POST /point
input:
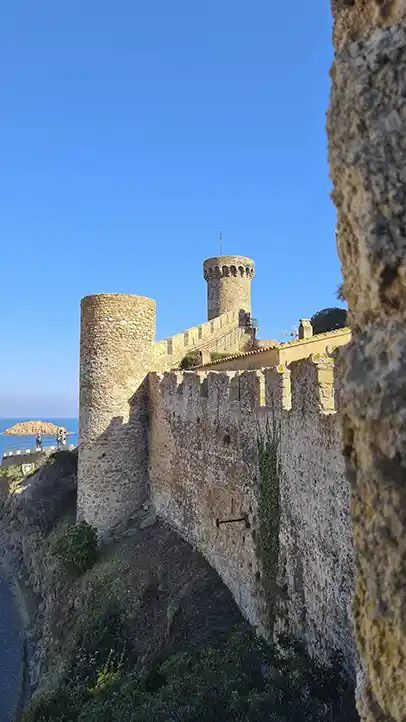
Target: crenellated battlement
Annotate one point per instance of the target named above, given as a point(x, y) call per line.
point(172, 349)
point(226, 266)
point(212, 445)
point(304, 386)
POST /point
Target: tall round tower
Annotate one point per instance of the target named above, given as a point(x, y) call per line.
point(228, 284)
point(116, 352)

==================================================

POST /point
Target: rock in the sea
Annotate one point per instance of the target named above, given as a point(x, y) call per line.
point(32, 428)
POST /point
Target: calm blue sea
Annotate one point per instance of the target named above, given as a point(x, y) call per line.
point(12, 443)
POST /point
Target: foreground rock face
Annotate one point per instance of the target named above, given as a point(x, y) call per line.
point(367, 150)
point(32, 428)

==================================================

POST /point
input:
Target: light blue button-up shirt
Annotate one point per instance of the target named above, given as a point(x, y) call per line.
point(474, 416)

==================================================

What lines of the data include the word "blue"? Copy each of them.

Target: calm blue sea
Target: light blue button-up shirt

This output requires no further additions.